HOW TO COMPLETE THIS TASK:
Each entry below needs to be copied exactly, with nothing dropped.

Point-per-instance localization data:

-=-=-

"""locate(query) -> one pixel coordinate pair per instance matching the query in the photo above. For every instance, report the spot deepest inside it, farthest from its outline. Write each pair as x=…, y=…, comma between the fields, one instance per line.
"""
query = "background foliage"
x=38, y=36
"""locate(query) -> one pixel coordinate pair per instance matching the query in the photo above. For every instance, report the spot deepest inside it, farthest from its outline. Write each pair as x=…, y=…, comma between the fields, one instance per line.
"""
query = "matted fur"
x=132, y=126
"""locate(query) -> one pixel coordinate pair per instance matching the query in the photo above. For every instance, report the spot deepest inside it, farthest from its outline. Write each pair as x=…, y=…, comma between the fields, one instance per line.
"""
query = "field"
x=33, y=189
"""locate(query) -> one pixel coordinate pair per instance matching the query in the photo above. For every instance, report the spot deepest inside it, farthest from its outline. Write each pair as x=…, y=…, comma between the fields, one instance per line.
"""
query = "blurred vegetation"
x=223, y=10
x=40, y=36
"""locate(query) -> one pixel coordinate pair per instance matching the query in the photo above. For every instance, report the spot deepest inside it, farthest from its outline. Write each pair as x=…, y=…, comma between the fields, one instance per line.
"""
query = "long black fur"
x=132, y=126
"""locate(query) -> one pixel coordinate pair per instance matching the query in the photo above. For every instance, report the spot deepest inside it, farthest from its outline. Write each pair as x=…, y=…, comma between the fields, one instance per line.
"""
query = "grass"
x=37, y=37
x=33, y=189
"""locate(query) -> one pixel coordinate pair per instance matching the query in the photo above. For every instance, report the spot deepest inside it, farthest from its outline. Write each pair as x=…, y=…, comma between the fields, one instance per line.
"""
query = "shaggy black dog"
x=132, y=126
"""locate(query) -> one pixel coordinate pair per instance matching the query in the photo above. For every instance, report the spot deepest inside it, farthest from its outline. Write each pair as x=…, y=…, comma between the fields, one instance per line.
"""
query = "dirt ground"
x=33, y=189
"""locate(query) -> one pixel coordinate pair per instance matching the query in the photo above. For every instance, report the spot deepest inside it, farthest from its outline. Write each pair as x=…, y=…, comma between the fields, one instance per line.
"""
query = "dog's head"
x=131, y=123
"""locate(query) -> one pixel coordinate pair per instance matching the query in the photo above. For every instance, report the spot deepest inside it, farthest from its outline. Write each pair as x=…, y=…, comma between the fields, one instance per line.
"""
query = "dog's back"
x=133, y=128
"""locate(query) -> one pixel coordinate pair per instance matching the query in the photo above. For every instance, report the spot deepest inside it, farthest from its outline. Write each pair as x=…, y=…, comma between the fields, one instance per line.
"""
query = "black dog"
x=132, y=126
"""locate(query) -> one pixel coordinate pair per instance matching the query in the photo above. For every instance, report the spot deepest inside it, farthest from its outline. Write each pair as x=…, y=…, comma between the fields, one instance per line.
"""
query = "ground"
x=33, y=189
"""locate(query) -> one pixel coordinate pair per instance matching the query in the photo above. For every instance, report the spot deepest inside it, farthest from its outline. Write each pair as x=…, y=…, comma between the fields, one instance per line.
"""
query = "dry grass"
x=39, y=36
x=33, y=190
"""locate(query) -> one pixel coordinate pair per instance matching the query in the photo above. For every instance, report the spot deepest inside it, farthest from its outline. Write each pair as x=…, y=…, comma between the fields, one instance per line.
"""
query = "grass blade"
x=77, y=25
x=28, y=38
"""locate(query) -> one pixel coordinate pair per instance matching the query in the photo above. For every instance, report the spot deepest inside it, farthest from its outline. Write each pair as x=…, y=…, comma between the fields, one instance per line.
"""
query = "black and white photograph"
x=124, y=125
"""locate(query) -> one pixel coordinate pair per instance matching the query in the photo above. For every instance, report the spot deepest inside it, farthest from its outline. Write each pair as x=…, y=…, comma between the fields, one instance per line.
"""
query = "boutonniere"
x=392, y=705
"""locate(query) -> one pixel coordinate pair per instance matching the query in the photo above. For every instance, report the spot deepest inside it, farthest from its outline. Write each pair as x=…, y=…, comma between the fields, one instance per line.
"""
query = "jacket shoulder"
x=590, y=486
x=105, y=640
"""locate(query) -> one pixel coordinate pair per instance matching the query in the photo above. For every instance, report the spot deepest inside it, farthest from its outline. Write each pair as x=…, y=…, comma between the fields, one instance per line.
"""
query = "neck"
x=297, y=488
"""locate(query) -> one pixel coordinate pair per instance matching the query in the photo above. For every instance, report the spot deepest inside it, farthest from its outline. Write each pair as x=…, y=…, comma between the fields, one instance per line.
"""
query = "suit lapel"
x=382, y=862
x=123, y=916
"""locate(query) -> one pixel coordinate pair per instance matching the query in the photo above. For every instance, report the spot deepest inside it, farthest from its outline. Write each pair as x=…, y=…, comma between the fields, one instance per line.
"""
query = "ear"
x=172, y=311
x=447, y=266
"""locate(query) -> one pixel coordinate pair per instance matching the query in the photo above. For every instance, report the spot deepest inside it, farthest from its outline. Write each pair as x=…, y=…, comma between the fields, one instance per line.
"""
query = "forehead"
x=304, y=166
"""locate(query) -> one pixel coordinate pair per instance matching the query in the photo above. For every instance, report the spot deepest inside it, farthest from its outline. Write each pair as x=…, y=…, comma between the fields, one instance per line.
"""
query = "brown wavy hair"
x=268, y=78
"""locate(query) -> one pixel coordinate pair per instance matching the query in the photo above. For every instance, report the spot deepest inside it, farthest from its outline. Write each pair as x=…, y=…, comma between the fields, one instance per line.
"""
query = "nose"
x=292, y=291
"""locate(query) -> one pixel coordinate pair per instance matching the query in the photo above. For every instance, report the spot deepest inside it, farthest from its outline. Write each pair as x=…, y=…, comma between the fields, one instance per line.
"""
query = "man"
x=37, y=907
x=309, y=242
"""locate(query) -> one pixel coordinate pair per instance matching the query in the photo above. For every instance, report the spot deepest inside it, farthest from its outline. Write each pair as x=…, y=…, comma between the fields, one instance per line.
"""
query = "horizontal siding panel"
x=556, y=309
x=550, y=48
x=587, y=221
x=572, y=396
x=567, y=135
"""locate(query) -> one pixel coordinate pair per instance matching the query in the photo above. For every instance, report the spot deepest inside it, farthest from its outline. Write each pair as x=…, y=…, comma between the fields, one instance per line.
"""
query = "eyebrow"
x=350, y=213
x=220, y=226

-=-=-

RESPONSE:
"""locate(query) -> one pixel coordinate pair per instance matching the query in the photo above. For every instance, report the spot deepest inside it, farthest from its outline. Write each pair as x=…, y=…, comma between the fields, one instance per line.
"""
query = "background foliage"
x=38, y=36
"""locate(query) -> one pixel coordinate pair per instance matching the query in the photo above. For every instance, report the spot deepest inside it, farthest from its outline. Write each pair as x=…, y=…, comma between the fields, one instance per line.
"""
query = "matted fur"
x=132, y=126
"""locate(query) -> one pixel coordinate pair per instance matching the query in the photo above. For every instance, report the spot deepest inside it, farthest from its outline. Write each pair as x=…, y=…, comma between the fields, one instance per line.
"""
query = "field"
x=33, y=189
"""locate(query) -> one pixel coordinate pair per instance matching the query in the photo above. For every instance, report the spot deepest inside it, farthest from its outline. Write each pair as x=…, y=…, comma between the fields, one instance per line.
"""
query = "blurred vegetation"
x=223, y=10
x=40, y=36
"""locate(query) -> one pixel coordinate pair per instance matching the query in the photo above. For every instance, report the spot deepest inside it, farthest from its outline. Write each pair as x=…, y=…, comma between the fields, one instance per line.
"""
query = "long black fur"
x=132, y=126
"""locate(query) -> one pixel coordinate pair per instance matching the query in the photo above. For every instance, report the spot deepest inside it, farthest from its outline. Write each pair as x=…, y=…, comma between the fields, one instance per line.
"""
query = "grass"
x=37, y=37
x=33, y=189
"""locate(query) -> one pixel coordinate pair per instance matching the query in the photo above. For every instance, report the spot deepest inside it, farthest from its outline. Write each pair as x=…, y=…, comma between the fields, one instance per line.
"""
query = "shaggy black dog"
x=132, y=126
"""locate(query) -> one pixel coordinate pair per instance matching the query in the photo above. For every instance, report the spot deepest inside it, farthest from its outline. Write each pair as x=…, y=…, comma between the fields, one instance per line.
"""
query = "dirt ground"
x=33, y=189
"""locate(query) -> one pixel coordinate pair per instance matching the query in the photo above. For every instance, report the spot deepest inside it, farthest from its outline. Write each pair as x=…, y=…, comma between the fields, one instance per line.
"""
query = "dog's head"
x=131, y=123
"""locate(query) -> one pixel coordinate pair per instance matching the query in the photo above. For every instance, report the spot deepest inside it, farthest from its outline. Write each pair as x=…, y=…, comma between the fields, one instance per line.
"""
query = "dog's back"
x=133, y=128
"""locate(query) -> one pixel coordinate pair per instance matching the query in the photo above. For every instance, report the spot deepest inside it, farthest from its outline. Write each pair as x=…, y=…, comma between the fields, one instance per line.
"""
query = "black dog"
x=132, y=126
"""locate(query) -> one pixel coordinate pair per instance matching the query in the photo above. For every instance, report the spot deepest inside it, farthest from its outline. Write each pair as x=…, y=…, comma between the fields, one instance per line.
"""
query = "ground"
x=33, y=189
"""locate(query) -> one pixel coordinate pair per instance matching the query in the photo above. For every instance, report the spot deepest inside it, farthest from its outline. Write each pair as x=…, y=…, comma between the fields, one instance per line.
"""
query = "dry grass"
x=39, y=36
x=33, y=190
"""locate(query) -> one pixel coordinate pair per instance matching the query in the photo above. For every instance, report the spot deepest inside it, farthest from its outline. Write each pair as x=…, y=…, comma between the fields, one instance per line.
"""
query = "grass blade"
x=77, y=25
x=28, y=38
"""locate(query) -> one pixel coordinate pair per instance matching the query in the photo above. For every instance, report the spot deepest inside it, farthest from its outline. Write each pair as x=…, y=…, comma between the fields, one instance per line.
"""
query = "black and white photograph"
x=124, y=125
"""locate(query) -> one pixel coordinate pair per instance matching the query in the photo above. For every instance, report the spot deepest inside it, farthest from its outline. Write each pair as x=…, y=…, comma between the fields, one instance per line.
"""
query = "boutonniere"
x=392, y=705
"""locate(query) -> one pixel coordinate pair per instance matching the query in the photo above. For every instance, report the spot deepest inside it, farthest from its outline. Write each pair as x=…, y=…, comma between the fields, one instance per line.
"""
query = "jacket shoulder"
x=590, y=486
x=105, y=640
"""locate(query) -> one pixel coordinate pair per instance matching the query in the photo above. For every instance, report the spot deepest inside it, farthest from its outline. Write each pair as x=…, y=…, comma between the fields, one instance per line.
"""
query = "neck"
x=297, y=488
"""locate(query) -> one pixel coordinate pair per instance matching the query in the photo above. For every instance, report the spot deepest inside it, farthest from its outline. Write each pair as x=…, y=…, comma between the fields, one instance per line.
"""
query = "suit lapel"
x=382, y=862
x=123, y=916
"""locate(query) -> one pixel coordinate pair per instance matching the query in the photo above. For every instance, report the spot deepest inside it, farthest from its outline. Write each pair as x=…, y=…, comma between the fields, one instance per line.
"""
query = "ear"
x=172, y=311
x=447, y=266
"""locate(query) -> one pixel coordinate pair per instance matching the query in the photo above. For every instance, report the spot deepest inside it, farthest from its outline. Write each pair as x=…, y=…, comma between the fields, one instance per line.
"""
query = "forehead"
x=304, y=166
"""locate(query) -> one pixel coordinate pair per instance matching the query in the photo above. For every instance, report the spot deepest inside it, farthest from its outline. Write each pair as x=…, y=…, comma between the fields, one instance per line.
"""
query = "brown wavy hair"
x=268, y=78
"""locate(query) -> one pixel coordinate pair per instance matching the query in the photo above. For every instance, report the spot deepest inside it, farthest from its outline. Write each pair as x=…, y=…, comma between the fields, one instance per line.
"""
query = "nose"
x=292, y=291
"""locate(query) -> one pixel coordinate pair per instance matching the query in the photo above. For every instance, report the spot deepest inside it, farthest from its outline. Write each pair as x=…, y=…, comma between the fields, one instance per line.
"""
query = "man"
x=37, y=907
x=309, y=242
"""locate(query) -> one pixel coordinate pair per instance matching the query in the photo above. For every instance, report the spot deepest inside it, farthest from its outline. Write each pair as x=…, y=…, comma between the fields, one instance per line.
"""
query = "horizontal siding panel"
x=556, y=309
x=550, y=48
x=587, y=221
x=572, y=396
x=567, y=135
"""locate(query) -> one pixel coordinate pair per instance matching the query in the photo above. For every instance, report the spot deepest inside it, farthest from its outline. Write each pair as x=…, y=…, comma between the fields, one instance per line.
"""
query = "eyebrow"
x=350, y=213
x=220, y=226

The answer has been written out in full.